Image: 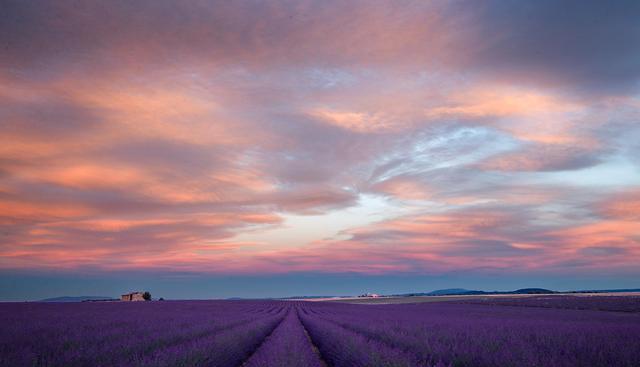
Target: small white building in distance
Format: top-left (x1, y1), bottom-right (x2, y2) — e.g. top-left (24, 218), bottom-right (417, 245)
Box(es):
top-left (121, 292), bottom-right (145, 301)
top-left (359, 293), bottom-right (380, 298)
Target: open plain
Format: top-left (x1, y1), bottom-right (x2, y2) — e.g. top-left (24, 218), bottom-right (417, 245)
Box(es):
top-left (2, 296), bottom-right (639, 367)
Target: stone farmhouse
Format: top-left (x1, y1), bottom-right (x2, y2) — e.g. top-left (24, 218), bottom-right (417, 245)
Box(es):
top-left (121, 292), bottom-right (145, 301)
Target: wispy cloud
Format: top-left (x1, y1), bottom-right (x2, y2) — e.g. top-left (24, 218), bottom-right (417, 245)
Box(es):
top-left (1, 0), bottom-right (639, 279)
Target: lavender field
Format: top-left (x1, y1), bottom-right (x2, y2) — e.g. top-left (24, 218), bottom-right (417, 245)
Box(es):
top-left (460, 295), bottom-right (640, 313)
top-left (1, 297), bottom-right (639, 367)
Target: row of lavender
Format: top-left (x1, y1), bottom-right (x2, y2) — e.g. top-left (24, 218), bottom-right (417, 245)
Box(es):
top-left (299, 300), bottom-right (640, 367)
top-left (0, 300), bottom-right (287, 366)
top-left (2, 298), bottom-right (639, 366)
top-left (458, 294), bottom-right (640, 312)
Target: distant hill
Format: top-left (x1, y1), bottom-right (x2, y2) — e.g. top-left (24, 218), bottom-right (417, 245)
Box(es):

--------

Lines from the entries that contain the word "lavender" are what the answer must hold.

» **REPLY TO THE EXERCISE**:
Target: lavender field
Target: row of lavender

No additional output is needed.